**Excerpt provided**.
====
Constipation in children is a common problem, and is not very easy for parents to deal with. The good news is that it usually clears up with time. Parents often worry that it means there is something seriously wrong, but this is very seldom the case. Constipation does seem to make bedwetting more likely, and one study found that improving constipation cured or significantly improved bedwetting in 6 out of 10 children (New England Journal of Medicine 2009;360:1429–1436).

What Is Normal?

Normal healthy children vary in how often they have their bowels open. Most children aged 1–4 years have a poo once or twice a day. However, some children have their bowels open three times a day, whereas others have a bowel motion every other day. All this is quite normal. And a few perfectly healthy children have their bowels open once every 3 days.
The size and consistency of the poo will vary, depending on what your child has been eating and drinking.

How Do I Know My Child Is Constipated?

Signs of constipation are:

  • your child seems to be straining hard to have a bowel movement
  • having a bowel movement is painful – suspect this if your child seems to be trying to hold the bowel motion in (e.g. by crossing the legs or sitting up on the heels) or if your child seems frightened of using the toilet
  • the stools are very hard and dry.

Causes of Constipation in Children

Not enough fluid and fibre in the diet is probably the commonest cause.

Anal fissure is another common cause. An anal fissure is a crack in the skin at the edge of the anus, and this makes a bowel movement very painful. Often the problem will have started after the child was unwell with a viral infection. During the infection he/she might not have taken in enough fluids, so the poo became dry and difficult to pass. The hard, dry poo are then likely to have scratched the anus, causing the fissure.

Worries about using toilets, for example at nursery school or school where there might be a lack of privacy, can trigger a period of constipation.
====
**Supplied entries**.
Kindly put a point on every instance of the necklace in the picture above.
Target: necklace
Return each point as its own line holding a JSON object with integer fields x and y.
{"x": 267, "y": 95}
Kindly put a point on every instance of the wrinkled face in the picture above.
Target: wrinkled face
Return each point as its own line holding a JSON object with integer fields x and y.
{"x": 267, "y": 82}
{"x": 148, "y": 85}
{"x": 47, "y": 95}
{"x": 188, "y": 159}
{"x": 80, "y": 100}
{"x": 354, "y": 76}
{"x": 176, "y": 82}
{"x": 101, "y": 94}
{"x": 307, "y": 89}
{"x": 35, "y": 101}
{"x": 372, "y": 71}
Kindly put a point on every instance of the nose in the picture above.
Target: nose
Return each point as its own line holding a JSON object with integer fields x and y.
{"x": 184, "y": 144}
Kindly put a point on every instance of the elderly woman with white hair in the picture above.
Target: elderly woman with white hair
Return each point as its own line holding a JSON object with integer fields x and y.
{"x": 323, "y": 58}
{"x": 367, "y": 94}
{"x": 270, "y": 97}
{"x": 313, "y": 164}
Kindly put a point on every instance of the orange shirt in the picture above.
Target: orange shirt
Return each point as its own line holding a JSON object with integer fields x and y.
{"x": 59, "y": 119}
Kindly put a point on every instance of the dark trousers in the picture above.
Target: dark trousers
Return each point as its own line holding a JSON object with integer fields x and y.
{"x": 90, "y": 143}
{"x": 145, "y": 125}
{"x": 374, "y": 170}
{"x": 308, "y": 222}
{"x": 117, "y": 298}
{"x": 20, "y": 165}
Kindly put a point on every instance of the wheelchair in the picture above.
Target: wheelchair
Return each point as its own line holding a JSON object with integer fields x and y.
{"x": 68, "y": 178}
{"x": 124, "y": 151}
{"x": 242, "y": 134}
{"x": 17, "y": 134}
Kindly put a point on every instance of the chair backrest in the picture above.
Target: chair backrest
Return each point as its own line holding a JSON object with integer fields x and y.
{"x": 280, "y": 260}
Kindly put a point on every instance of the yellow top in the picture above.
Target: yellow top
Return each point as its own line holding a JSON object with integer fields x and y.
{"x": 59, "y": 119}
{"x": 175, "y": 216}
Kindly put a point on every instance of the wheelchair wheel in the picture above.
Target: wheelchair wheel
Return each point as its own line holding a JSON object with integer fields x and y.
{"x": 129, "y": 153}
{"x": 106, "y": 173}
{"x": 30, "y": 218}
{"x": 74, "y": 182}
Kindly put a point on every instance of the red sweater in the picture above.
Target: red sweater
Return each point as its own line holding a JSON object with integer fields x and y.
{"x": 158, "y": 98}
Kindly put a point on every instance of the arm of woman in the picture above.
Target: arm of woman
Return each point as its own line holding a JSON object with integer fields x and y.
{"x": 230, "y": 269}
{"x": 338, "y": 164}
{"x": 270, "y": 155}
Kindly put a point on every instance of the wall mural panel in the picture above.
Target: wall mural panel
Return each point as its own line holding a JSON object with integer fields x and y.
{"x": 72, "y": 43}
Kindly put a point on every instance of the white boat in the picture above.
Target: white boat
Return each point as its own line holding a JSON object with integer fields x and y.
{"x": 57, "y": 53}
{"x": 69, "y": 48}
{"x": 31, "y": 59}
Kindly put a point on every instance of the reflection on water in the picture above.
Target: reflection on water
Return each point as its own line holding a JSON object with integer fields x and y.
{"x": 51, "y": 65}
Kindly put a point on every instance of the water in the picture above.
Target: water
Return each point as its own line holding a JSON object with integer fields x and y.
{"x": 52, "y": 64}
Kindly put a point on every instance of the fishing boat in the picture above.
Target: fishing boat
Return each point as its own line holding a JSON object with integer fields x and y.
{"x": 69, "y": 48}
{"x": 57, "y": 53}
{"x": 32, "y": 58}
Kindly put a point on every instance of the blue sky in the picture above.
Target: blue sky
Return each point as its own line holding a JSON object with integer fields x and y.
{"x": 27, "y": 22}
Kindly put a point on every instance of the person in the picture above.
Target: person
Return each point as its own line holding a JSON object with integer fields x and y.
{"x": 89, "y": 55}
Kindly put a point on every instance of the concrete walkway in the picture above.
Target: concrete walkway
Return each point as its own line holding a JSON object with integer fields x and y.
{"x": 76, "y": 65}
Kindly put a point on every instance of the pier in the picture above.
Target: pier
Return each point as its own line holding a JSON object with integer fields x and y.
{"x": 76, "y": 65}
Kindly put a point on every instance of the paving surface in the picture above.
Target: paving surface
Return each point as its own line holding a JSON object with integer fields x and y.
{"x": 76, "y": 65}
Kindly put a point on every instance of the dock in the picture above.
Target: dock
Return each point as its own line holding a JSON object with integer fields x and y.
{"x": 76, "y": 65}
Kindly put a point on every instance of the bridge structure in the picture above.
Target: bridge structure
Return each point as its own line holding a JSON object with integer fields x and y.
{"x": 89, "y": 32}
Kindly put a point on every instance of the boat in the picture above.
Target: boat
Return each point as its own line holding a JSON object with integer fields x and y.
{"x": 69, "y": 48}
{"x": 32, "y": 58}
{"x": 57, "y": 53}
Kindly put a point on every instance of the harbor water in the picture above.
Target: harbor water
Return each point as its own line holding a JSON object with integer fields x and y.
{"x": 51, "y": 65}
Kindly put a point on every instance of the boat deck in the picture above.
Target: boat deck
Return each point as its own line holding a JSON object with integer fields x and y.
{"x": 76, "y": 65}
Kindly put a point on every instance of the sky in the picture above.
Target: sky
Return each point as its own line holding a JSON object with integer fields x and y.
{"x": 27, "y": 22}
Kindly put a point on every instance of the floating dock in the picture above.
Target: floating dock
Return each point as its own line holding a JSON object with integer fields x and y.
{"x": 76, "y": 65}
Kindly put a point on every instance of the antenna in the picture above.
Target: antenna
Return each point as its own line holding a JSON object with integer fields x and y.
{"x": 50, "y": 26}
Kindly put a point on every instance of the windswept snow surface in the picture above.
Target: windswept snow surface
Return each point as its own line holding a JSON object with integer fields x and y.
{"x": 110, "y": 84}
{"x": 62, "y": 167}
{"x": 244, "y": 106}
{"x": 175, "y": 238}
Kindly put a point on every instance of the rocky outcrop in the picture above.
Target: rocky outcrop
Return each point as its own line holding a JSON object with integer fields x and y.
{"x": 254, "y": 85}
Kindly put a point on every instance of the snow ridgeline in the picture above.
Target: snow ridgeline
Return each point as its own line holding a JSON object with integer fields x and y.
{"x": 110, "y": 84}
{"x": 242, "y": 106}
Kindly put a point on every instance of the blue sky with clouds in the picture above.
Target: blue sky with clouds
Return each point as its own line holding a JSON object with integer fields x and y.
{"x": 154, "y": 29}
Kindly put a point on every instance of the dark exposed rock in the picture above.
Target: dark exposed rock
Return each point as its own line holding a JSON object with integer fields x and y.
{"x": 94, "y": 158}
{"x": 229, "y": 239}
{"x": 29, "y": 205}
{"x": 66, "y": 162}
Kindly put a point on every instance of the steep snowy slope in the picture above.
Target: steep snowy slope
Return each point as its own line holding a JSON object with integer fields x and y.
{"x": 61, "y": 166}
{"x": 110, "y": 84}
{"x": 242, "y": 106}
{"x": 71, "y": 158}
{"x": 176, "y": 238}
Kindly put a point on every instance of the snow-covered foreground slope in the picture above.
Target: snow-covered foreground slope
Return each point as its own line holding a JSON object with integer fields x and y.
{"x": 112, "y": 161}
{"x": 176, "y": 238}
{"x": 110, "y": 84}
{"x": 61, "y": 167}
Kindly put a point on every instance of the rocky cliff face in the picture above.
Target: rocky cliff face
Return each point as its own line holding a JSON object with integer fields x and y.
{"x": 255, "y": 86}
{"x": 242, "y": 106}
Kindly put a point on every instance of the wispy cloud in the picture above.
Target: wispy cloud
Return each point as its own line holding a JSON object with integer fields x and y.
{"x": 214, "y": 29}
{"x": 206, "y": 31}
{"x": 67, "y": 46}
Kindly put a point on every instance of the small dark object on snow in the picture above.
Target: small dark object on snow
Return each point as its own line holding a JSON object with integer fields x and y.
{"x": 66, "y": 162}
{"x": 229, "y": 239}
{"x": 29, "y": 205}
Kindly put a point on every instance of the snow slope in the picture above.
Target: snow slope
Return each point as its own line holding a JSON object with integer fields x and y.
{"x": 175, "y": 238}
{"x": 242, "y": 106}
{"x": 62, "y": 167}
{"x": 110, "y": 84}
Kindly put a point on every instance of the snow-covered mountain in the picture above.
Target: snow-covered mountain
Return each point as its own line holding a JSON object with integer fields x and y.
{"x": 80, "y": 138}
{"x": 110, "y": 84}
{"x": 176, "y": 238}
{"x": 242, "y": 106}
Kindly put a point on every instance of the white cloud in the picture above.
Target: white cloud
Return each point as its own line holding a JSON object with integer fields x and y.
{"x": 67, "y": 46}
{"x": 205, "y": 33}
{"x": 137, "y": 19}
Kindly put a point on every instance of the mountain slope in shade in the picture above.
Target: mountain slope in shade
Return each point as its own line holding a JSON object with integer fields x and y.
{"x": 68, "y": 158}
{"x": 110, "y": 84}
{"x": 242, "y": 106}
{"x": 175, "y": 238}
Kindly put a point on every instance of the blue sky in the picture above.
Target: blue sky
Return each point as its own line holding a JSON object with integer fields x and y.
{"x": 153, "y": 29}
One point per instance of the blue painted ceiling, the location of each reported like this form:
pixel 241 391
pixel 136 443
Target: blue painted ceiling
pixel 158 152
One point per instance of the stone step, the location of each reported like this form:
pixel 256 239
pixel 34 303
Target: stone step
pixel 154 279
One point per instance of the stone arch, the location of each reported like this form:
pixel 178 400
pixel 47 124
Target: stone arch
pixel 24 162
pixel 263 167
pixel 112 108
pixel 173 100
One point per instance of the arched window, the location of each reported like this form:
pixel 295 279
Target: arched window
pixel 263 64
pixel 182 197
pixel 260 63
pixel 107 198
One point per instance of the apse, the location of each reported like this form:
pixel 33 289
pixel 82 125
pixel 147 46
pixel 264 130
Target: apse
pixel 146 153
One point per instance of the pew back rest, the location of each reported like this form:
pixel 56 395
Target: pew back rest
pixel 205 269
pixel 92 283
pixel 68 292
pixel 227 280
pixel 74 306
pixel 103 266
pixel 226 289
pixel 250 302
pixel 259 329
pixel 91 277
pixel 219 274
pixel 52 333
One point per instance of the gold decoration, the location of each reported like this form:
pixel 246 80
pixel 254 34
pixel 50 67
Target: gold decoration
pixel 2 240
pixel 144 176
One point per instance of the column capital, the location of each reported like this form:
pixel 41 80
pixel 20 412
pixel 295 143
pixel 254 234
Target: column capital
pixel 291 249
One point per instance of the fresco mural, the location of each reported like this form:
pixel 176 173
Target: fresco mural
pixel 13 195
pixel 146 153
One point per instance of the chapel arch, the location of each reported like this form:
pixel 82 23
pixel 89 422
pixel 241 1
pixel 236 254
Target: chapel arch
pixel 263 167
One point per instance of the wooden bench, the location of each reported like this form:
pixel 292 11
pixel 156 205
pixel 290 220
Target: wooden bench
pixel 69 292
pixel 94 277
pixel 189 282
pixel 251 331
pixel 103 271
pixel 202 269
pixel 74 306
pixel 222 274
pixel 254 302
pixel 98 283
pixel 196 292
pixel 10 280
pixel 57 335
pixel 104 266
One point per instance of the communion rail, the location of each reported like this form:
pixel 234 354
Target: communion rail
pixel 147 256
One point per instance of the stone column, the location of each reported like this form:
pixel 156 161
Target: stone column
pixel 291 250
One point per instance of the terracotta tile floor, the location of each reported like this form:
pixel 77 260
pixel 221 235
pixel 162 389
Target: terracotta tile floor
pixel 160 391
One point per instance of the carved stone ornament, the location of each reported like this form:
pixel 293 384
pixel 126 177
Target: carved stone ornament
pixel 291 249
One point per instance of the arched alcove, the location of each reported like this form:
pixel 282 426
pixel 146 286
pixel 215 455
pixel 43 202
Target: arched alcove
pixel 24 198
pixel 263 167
====
**Task list**.
A. According to the text on constipation in children, what is probably the most common cause of constipation in children?
B. Carry on the text about constipation in children, picking up after its last sentence.

**Answers below**.
A. Not enough fluid and fiber in the diet.

B.
A tummy upset, in which the child had diarrhoea that was difficult to control, can sometimes result in constipation afterwards. This could be because the child is worried about not being able to hold poo in.

Emotional upset is another possible trigger – for example, if there has been a lot of family stress recently.

Medicines are not a common cause of constipation in children (unlike in adults), but some cough mixtures can have this effect.

Cows’ milk allergy seems to be a fashionable diagnosis at the moment for all sorts of gut problems in children. In a few children it may be the cause of constipation. If other people in the family have asthma or eczema, it is worth considering. Constipation sometimes occurs when an infant is switched from breast milk to cows’ milk or formula milk.

How to Help Your Child

Talk to your doctor if your child is less than 1 year old. If your child is over 1 year old, here are a few things you can try.

Check your child’s position on the toilet. Provide a child’s toilet seat (which fits over the normal seat), because it will make your child’s hip bend at the optimum angle for having a bowel movement. The best posture for passing poo is for the child to sit in the middle of the toilet with the legs apart and the heels flat on a footstool (New England Journal of Medicine 2009;360:1429–1436; NHS). He or she should be told not to rush or push.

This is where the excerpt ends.